* **What to do**
When the string "below" appears in a line of the records, show the whole line.

Natural language region descriptions:
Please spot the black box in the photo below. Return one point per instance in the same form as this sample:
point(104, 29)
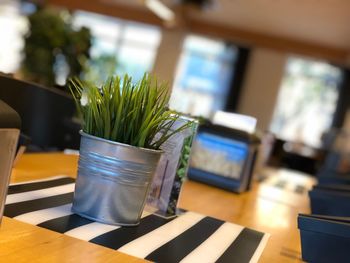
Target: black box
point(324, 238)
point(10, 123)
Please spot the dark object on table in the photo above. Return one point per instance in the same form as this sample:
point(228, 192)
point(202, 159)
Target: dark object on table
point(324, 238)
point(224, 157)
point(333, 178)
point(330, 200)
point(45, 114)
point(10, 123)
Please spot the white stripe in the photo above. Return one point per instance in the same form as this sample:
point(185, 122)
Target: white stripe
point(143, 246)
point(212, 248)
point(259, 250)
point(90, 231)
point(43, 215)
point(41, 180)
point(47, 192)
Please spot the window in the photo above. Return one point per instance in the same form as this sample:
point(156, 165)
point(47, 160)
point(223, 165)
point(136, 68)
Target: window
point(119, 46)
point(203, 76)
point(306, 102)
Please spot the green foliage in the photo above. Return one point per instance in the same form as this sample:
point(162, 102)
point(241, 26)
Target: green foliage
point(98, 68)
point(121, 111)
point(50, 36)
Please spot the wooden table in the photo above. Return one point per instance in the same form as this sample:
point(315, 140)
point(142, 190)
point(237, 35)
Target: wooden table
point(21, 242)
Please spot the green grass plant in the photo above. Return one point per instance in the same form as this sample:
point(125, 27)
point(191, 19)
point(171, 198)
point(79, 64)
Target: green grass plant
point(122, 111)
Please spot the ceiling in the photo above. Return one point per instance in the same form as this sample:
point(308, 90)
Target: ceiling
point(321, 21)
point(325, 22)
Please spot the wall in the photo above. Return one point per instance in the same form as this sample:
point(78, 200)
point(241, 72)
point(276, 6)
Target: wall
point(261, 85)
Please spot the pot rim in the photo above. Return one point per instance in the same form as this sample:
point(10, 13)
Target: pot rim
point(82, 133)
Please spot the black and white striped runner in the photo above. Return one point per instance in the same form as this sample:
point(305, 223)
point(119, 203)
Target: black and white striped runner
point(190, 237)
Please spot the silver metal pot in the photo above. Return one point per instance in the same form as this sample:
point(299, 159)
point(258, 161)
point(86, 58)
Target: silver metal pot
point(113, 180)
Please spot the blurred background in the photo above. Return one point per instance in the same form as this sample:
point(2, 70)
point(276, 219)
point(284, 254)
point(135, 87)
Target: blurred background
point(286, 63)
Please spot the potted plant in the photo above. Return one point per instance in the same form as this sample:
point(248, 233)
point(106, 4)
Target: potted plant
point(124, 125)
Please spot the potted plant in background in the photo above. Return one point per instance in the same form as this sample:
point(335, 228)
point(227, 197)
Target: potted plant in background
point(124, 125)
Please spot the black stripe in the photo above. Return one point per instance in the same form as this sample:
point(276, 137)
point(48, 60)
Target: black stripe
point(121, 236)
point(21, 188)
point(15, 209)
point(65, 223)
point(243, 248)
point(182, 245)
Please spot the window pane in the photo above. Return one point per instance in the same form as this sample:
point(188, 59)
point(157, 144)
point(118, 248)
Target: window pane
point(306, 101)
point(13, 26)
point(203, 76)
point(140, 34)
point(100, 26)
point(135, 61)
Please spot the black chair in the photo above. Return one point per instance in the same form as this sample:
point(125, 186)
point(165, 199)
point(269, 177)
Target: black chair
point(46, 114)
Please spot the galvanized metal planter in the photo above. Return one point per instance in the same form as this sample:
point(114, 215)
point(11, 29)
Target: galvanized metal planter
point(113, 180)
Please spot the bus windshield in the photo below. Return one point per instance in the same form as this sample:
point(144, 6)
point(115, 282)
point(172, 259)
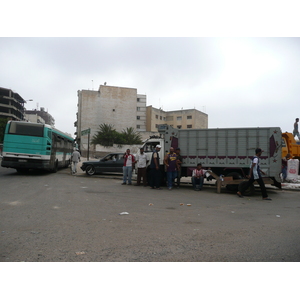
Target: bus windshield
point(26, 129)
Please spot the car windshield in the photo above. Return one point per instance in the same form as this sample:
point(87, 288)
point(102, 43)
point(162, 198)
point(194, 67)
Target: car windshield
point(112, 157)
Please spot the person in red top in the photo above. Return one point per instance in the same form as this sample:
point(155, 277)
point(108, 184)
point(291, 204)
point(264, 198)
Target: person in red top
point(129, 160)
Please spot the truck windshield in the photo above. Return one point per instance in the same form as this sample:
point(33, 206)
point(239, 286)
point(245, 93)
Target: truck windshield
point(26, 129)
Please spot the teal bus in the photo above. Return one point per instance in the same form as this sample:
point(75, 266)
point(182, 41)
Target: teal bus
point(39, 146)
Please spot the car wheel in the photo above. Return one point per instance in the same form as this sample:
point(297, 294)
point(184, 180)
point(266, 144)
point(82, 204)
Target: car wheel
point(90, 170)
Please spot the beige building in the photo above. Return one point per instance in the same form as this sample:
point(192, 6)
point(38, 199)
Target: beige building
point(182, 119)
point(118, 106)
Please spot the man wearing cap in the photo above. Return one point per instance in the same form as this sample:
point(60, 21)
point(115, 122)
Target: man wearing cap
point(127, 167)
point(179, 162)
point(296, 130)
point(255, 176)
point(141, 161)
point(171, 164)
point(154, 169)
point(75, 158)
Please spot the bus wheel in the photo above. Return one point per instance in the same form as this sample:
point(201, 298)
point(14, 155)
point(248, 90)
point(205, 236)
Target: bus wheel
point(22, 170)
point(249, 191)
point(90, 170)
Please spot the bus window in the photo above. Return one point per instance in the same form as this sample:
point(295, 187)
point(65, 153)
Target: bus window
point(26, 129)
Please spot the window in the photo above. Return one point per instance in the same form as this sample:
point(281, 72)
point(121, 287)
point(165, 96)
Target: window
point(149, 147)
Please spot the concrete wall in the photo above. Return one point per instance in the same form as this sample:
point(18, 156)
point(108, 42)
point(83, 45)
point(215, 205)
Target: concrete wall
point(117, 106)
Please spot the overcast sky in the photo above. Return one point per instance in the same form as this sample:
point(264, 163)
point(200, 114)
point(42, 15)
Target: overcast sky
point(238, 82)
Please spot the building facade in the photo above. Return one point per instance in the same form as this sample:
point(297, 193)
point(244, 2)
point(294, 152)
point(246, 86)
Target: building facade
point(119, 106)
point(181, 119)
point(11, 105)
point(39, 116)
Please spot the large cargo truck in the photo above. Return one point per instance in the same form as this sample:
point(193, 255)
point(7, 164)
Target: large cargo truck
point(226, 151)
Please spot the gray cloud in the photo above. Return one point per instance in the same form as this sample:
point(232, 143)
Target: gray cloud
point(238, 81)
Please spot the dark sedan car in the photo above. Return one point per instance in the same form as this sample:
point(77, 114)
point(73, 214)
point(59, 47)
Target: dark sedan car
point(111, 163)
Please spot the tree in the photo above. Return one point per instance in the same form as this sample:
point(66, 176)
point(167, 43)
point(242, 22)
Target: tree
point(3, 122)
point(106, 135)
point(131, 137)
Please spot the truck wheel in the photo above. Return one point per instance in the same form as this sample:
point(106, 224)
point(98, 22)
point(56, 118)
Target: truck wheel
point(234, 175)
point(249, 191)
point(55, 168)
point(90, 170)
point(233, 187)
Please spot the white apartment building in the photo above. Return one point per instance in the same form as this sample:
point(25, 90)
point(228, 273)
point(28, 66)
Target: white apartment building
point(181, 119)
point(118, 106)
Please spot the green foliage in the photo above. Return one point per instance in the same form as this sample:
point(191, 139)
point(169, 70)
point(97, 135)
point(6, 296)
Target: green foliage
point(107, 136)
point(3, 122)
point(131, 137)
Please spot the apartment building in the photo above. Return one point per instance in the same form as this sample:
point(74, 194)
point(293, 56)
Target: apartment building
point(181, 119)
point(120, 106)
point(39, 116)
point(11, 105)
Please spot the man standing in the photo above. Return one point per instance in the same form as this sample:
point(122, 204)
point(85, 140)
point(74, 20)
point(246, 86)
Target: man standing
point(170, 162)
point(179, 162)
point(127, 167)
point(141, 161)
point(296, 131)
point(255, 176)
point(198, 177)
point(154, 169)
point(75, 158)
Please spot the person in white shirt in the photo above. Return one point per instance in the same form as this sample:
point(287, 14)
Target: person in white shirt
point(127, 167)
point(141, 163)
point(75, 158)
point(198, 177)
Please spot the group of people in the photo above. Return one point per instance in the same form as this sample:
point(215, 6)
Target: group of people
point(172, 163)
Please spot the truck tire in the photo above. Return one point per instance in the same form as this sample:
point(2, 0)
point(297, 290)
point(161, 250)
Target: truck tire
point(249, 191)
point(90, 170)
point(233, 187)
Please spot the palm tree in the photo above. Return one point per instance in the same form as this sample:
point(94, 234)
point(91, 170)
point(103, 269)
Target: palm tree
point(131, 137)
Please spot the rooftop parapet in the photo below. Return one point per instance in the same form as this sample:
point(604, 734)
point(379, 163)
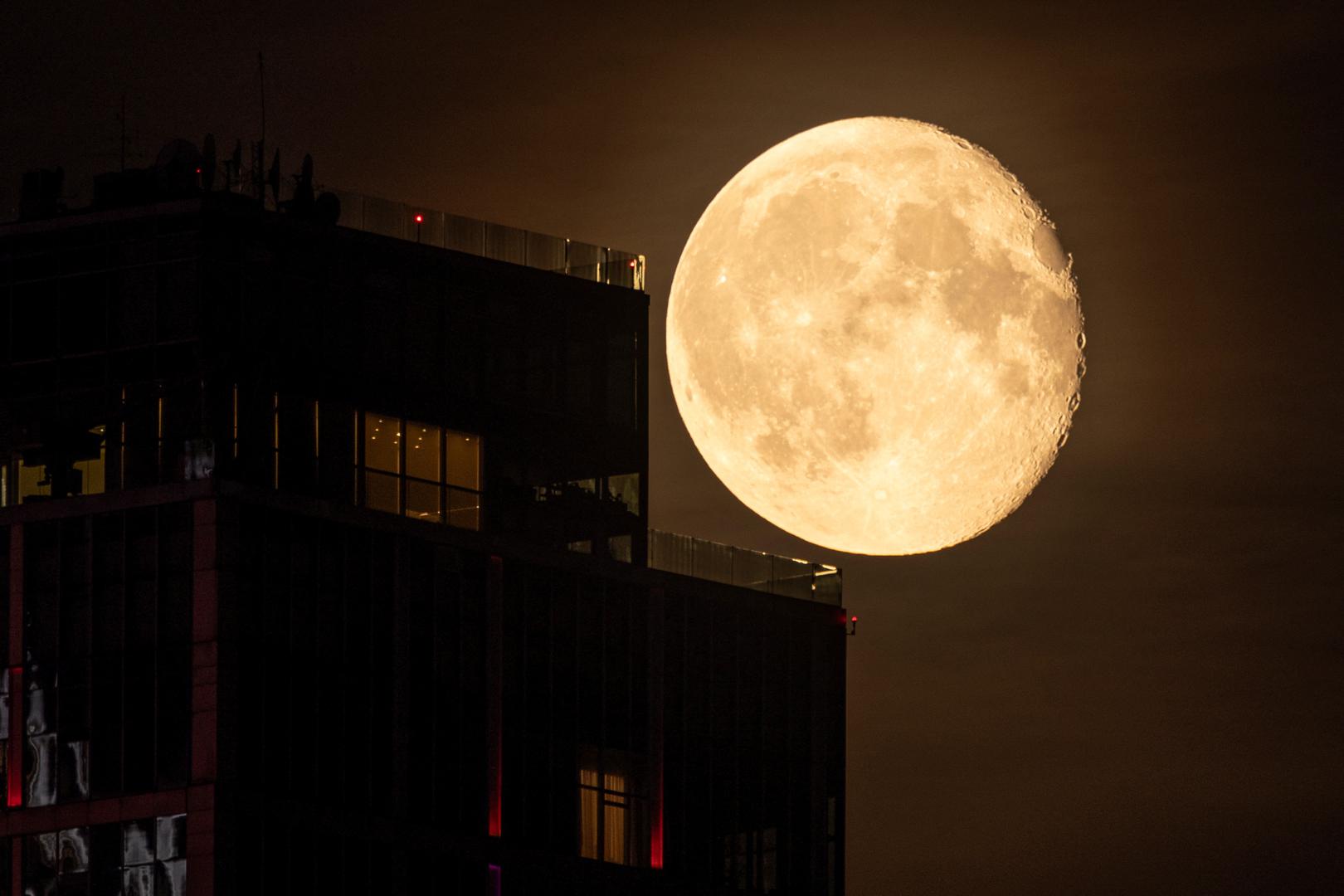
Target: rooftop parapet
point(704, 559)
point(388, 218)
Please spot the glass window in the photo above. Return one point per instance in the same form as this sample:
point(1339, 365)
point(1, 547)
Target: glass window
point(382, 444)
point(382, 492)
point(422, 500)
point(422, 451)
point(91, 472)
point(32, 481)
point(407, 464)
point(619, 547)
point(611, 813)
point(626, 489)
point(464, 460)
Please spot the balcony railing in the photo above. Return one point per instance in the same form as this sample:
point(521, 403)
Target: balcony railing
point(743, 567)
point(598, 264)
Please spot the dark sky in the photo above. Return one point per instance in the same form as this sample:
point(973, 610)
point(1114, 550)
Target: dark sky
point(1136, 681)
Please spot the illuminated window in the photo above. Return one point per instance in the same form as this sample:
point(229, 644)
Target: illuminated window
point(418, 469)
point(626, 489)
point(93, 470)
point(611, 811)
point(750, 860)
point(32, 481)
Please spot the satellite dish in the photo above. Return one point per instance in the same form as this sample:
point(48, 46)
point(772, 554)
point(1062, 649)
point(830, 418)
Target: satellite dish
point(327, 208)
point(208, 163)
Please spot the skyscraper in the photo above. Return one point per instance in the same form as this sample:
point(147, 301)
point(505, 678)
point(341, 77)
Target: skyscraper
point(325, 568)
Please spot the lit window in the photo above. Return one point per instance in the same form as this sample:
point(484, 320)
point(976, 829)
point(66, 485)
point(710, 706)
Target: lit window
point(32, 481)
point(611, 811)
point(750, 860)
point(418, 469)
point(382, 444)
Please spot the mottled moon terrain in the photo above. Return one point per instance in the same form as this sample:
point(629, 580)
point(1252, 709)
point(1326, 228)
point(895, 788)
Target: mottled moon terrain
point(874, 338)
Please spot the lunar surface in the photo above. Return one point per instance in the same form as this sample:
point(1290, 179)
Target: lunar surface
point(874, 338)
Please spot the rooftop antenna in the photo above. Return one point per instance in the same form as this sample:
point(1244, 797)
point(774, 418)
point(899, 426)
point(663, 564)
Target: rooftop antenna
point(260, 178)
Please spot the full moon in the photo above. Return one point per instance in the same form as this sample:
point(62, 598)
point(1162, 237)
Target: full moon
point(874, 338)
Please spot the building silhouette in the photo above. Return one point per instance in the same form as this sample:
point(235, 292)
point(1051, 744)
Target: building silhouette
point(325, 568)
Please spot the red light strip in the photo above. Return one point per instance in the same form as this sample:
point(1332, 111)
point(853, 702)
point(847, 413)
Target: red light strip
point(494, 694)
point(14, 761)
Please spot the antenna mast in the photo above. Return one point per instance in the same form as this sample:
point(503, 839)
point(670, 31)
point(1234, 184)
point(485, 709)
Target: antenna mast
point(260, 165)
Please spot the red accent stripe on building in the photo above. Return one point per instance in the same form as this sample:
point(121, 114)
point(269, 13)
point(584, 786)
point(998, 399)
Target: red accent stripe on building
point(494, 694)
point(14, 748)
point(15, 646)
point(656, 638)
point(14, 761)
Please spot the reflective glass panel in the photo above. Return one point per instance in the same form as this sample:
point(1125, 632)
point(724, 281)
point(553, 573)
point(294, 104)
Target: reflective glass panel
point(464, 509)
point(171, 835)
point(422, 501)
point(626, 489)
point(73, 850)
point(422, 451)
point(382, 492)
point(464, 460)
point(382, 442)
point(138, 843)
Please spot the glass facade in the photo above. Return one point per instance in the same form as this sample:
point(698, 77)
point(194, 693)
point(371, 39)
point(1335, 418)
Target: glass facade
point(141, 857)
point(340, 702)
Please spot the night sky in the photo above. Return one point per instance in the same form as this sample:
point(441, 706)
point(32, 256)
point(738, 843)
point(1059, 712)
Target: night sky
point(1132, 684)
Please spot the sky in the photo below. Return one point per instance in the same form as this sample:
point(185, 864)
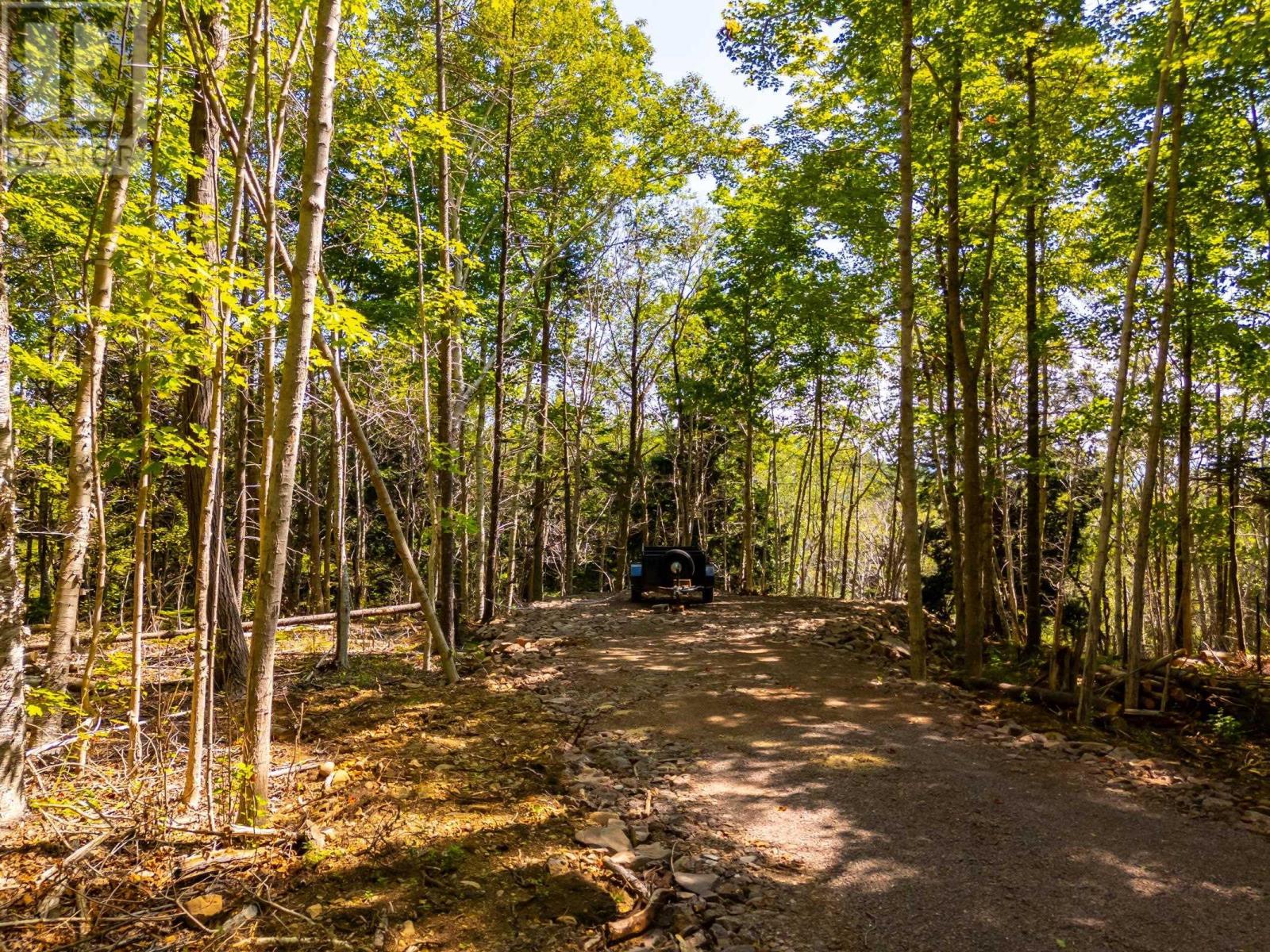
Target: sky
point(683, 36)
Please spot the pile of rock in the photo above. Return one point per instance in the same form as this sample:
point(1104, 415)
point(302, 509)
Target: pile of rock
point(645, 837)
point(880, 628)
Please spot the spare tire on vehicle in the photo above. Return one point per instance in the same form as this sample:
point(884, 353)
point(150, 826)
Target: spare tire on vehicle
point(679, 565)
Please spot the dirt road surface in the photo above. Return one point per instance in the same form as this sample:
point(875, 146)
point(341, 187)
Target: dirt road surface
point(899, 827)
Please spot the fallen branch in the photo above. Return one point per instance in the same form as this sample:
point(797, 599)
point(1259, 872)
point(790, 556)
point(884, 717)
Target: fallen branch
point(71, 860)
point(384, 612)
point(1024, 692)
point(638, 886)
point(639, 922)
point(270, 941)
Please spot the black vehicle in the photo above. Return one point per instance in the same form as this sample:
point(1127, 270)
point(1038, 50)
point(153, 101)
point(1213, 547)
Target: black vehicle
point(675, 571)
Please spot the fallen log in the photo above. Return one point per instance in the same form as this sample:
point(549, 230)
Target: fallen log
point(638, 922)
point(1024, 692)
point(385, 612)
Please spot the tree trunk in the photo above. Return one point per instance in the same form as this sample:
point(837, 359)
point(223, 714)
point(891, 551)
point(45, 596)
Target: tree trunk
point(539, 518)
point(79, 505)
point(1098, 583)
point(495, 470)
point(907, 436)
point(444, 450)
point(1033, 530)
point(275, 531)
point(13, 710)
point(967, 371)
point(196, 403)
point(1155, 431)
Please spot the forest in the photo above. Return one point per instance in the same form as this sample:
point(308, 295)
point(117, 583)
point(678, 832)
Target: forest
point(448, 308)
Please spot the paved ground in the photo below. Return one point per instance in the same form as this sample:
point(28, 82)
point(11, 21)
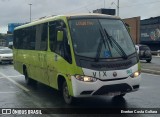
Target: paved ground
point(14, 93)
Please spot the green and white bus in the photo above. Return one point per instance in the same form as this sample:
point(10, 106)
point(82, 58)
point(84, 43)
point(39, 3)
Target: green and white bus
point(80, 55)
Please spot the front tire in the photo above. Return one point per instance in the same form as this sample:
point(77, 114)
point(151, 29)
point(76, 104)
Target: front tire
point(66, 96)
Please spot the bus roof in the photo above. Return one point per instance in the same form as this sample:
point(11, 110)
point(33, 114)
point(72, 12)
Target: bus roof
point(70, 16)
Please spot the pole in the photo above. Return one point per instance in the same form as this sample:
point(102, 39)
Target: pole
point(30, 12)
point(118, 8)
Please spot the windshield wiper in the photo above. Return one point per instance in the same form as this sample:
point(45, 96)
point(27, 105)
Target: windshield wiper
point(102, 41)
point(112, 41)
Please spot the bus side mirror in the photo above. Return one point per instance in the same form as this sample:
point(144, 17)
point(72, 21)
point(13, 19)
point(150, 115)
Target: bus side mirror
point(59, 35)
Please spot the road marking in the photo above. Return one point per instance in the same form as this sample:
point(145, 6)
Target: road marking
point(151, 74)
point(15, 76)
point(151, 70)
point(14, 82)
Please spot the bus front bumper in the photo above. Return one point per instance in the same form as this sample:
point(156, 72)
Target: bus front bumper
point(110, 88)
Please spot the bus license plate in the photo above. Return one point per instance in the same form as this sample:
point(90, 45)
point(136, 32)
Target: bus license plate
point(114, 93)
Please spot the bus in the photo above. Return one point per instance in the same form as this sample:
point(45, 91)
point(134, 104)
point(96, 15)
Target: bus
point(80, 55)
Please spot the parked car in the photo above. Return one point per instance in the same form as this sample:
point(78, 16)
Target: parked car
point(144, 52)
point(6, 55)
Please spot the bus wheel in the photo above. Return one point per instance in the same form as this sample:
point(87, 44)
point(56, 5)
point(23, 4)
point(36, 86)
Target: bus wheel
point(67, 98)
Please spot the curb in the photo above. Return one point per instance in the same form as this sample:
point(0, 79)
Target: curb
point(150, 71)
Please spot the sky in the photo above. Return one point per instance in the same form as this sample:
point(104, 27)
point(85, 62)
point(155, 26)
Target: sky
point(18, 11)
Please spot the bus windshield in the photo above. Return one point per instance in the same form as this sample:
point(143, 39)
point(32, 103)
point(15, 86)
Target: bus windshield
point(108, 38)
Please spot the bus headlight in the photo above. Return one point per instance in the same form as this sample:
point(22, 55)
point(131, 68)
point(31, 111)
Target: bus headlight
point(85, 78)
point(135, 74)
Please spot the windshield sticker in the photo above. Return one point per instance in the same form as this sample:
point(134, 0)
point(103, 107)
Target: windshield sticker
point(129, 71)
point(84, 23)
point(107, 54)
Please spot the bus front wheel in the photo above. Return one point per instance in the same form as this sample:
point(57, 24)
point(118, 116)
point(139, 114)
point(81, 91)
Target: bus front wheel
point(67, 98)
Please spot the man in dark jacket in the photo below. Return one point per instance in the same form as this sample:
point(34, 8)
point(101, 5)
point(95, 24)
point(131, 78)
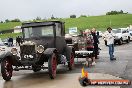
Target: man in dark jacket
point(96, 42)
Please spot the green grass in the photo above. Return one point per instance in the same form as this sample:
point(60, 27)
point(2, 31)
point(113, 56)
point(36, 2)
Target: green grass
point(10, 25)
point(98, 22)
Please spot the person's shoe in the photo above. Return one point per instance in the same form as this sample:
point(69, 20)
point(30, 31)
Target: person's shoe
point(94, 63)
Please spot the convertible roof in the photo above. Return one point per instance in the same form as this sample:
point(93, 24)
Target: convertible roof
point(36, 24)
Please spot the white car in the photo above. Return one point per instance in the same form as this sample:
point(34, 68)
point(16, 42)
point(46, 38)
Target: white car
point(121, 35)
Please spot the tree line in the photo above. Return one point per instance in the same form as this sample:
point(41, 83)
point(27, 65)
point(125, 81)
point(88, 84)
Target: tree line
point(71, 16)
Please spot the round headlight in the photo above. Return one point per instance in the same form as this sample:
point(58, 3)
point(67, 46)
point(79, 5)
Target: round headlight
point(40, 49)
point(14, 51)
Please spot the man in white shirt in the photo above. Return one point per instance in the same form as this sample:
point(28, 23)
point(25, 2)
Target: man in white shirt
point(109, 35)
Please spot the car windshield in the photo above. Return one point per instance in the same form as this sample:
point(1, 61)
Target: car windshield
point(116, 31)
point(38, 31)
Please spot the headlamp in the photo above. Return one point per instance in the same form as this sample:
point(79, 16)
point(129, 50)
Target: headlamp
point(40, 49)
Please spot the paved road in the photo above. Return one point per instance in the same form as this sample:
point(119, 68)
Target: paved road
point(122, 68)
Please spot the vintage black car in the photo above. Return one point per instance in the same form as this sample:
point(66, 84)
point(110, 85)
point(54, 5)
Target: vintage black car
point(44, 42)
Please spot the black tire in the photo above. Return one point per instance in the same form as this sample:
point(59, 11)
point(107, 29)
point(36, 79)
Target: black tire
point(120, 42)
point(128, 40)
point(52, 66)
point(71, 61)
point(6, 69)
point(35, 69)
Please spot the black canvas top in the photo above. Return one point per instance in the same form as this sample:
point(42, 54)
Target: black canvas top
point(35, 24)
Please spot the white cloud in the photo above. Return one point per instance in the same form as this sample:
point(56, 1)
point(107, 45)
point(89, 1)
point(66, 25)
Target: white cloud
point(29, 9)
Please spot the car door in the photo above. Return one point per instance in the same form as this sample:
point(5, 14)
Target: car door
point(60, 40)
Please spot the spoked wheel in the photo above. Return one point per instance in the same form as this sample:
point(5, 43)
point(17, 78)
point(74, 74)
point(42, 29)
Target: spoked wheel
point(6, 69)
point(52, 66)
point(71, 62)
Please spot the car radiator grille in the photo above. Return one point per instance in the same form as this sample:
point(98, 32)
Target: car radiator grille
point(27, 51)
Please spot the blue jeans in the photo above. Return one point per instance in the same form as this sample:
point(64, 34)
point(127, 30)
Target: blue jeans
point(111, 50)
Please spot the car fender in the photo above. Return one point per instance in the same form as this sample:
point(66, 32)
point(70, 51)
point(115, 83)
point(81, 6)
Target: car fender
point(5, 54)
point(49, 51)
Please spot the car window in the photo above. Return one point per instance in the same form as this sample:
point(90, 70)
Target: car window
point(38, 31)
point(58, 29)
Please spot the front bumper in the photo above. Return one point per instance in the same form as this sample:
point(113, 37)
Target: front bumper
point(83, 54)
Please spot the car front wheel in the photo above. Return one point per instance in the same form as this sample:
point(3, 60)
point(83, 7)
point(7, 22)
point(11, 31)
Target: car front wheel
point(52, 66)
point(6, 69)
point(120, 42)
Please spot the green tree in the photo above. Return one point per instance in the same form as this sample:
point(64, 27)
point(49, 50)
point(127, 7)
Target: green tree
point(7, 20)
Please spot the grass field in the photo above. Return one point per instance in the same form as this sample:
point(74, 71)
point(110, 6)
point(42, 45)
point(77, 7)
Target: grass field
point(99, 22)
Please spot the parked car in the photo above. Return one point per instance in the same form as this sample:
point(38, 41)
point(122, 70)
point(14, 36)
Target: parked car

* **Final answer**
Please spot the black box in the photo below. Return one point per instance in the same form as this sample:
Please spot the bus windshield in the photo below. Return one point per instance in the same form as this sample:
Please spot the rooftop parapet in the photo below. Return one point per instance in the same form as this sample:
Please spot the sky in the photo below. Return one point per instance in the same form as this sample:
Please spot the paved ground in the photo below. Return one point per instance in the same form as this sample:
Please spot the man in dark jacket in the photo below. Return one point per instance in the same form as this sample:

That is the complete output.